Text passage →
To this date, the only practical way of determining the knot genus involves what is known as the 'theory of foliations'. The theory's terminology is inspired by stratified rocks in geography, which gives a nice visual to the timeless nature and immensity of the kind of space we're talking about.

Moving forth, we understand a foliation of a three-manifold to be a partition of the three-manifold into surfaces (called 'leaves', the terminology being inspired by tree leaves), such that locally, the surfaces fit together no different than a stack of papers. The caveat here is that there can be infinite surfaces as well, something that we do not discuss here. A particularly important class of foliations are called `taut foliations'. Intuitively, a taut foliation has the property such that all its leaves minimize the area (like 'soap films', which are created when two soap bubbles merge and create a thin film between them).

The work of Agol, Hass and Thurston is also important for our understanding of the `P vs. NP question', a famous one that has puzzled computer scientists for decades. The P vs. NP is on the list of million-dollar Millennium Prizes by the Clay Institute, and it is the very basis of data encryption used by the public on a daily basis via the World Wide Web.

My proposed project aims to understand taut foliations and other related notions, and to continue the work of Agol, Hass and Thurston for furthering our understanding of the knot genus questions. This project will create new bridges between different areas of mathematics and computer science and can potentially have important applications to the study of DNA, and our understanding of the P vs NP question.

I propose to undertake fundamental research in mathematics that will interconnect several different areas of mathematics and computer science such as three-dimensional topology, contact topology, group theory and computational complexity. I will outline two different Pathways to Impact through which the proposed project can contribute to the scientific and technological advancements and the creation of wealth within the UK and more broadly in the world.

Data for analysis →

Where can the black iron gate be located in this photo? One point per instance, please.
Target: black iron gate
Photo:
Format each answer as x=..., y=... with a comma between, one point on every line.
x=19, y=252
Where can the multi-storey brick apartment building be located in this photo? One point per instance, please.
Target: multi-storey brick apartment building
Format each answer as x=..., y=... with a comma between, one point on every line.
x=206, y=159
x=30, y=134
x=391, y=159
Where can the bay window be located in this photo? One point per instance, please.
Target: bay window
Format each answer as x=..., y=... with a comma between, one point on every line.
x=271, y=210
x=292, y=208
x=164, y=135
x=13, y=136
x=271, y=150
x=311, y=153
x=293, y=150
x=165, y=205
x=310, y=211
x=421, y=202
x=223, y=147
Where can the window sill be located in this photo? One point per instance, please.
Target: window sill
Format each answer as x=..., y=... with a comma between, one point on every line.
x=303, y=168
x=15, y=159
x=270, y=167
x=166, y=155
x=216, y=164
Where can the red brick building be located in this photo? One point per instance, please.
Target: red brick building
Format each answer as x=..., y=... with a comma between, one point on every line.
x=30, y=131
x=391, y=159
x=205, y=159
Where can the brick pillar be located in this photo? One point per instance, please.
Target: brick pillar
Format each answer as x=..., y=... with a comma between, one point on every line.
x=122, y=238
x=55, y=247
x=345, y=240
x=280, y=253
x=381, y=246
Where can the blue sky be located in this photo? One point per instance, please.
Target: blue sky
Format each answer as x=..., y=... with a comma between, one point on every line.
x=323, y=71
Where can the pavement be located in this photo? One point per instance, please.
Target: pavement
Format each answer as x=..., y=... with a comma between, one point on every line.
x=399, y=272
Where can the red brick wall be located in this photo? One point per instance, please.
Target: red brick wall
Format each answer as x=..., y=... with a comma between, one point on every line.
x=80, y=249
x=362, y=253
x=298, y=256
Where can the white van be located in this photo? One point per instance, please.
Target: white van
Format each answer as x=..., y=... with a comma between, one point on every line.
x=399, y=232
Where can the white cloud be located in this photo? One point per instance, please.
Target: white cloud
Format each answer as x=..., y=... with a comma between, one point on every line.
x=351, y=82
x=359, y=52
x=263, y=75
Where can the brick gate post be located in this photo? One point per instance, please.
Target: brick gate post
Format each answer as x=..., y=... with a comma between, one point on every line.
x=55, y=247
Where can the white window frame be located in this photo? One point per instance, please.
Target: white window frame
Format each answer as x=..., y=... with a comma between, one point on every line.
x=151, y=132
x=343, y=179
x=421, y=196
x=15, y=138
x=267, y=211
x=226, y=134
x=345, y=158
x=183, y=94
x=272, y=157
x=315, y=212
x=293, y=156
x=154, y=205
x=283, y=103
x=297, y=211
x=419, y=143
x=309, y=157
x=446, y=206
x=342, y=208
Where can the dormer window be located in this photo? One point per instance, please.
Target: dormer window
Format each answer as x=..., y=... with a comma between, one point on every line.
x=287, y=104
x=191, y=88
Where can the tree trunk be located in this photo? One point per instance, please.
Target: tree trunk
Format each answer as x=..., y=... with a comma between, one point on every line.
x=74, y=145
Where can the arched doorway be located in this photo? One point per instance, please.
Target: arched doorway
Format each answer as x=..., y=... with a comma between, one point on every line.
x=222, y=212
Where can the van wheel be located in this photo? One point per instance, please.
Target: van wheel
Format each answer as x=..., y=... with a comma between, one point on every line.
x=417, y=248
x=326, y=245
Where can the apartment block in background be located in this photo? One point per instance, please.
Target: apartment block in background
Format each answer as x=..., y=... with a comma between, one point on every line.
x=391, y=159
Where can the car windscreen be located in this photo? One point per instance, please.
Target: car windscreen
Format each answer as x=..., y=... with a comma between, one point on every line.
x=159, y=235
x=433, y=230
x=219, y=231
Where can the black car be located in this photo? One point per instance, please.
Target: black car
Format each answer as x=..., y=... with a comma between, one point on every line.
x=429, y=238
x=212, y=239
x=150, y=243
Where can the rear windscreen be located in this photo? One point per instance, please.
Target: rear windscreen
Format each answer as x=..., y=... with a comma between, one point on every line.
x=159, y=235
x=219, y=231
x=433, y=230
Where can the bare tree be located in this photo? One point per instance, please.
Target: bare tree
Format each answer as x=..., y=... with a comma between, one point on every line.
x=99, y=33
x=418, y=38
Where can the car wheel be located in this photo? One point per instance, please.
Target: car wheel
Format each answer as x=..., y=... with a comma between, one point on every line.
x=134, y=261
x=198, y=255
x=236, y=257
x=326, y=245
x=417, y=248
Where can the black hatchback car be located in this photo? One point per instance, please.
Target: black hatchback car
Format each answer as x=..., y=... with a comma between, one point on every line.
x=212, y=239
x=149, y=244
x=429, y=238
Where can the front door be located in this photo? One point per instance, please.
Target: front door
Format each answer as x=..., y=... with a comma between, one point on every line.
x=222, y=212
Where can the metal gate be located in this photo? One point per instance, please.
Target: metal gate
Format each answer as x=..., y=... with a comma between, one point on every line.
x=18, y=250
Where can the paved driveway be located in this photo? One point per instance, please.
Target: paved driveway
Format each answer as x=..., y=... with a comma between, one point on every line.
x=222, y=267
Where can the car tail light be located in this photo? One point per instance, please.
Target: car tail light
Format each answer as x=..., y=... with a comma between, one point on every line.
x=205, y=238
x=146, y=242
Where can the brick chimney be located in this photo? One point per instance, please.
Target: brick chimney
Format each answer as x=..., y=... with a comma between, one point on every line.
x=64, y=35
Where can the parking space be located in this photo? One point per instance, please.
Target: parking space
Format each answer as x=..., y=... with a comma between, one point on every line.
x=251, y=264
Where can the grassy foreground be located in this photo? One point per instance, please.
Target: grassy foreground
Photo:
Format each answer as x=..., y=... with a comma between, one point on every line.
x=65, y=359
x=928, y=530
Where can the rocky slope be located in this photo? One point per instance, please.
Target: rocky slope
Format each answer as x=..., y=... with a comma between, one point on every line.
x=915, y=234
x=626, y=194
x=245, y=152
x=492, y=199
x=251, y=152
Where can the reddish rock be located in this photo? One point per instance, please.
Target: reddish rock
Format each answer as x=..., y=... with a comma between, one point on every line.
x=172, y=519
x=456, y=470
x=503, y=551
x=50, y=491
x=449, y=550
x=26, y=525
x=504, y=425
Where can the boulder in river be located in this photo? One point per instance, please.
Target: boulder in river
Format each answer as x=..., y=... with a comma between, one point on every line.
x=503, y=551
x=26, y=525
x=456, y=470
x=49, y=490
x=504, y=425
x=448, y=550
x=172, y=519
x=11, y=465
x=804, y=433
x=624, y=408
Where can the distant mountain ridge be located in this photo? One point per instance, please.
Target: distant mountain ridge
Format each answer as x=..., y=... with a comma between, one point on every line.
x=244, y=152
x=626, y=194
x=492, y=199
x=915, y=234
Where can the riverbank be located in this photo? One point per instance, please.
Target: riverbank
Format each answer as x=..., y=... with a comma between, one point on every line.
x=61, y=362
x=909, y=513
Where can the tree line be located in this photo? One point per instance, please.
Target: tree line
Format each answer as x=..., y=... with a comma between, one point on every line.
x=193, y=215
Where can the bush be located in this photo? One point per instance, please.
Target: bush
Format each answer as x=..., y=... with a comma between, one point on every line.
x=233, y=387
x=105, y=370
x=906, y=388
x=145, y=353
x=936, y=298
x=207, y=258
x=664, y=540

Assignment 1 → From the research proposal passage on foliations, list the areas of mathematics and computer science that the proposed research will interconnect.
Assignment 2 → According to the research proposal passage on foliations, what property does a taut foliation intuitively have?
Assignment 3 → Continue the research proposal passage on foliations from its last sentence.

Response 1 → Three-dimensional topology, contact topology, group theory, computational complexity

Response 2 → All of its leaves minimize the area.

Response 3 →
1) Technological advancements and wealth creation through data encryption and internet security: Cryptography and data protection are vital in the information age, as they are used on a daily basis in the financial markets and the World Wide Web. Therefore, it is of utmost importance to guarantee the safety of our encryption methods. The conjecture that the complexity classes P and NP are distinct is the basis of many cryptography methods. By the work of Agol-Hass-Thurston and Lackenby the unknot recognition now lies in both NP and co-NP but is not known to have a polynomial time algorithm. This was generalized by the work of Lackenby and I to `Determining knot genus in any fixed 3-manifold'. The current project builds on the work of Agol-Hass-Thurston to further our understanding of the unknot recognition and knot genus problems, which can shed new lights on the important P vs. NP question, or suggest new difficult questions as the basis of data encryption.


2) Scientific and technological advancement through applications of knot theory to the study of DNA: In the past decades, knot theory has been used for the study of the structure of DNA itself, and how DNA interacts with proteins (enzymes) in the cells. My project directly concerns with knots and in particular the unknot recognition problem, and can potentially lead to better algorithms for deciding whether a knot represents the unknot, and improved methods of computations for knot invariants such as knot genus. Historically taut foliations and contact structures have been successfully used to answer difficult questions about knots such as the Property R and Property P conjectures. Therefore, the systematic study of these structures in my project can help us in our understanding of knot theory which in turn can be used in the study of DNA as well as other tangled structures formed in the nature such as linked fluid vortices.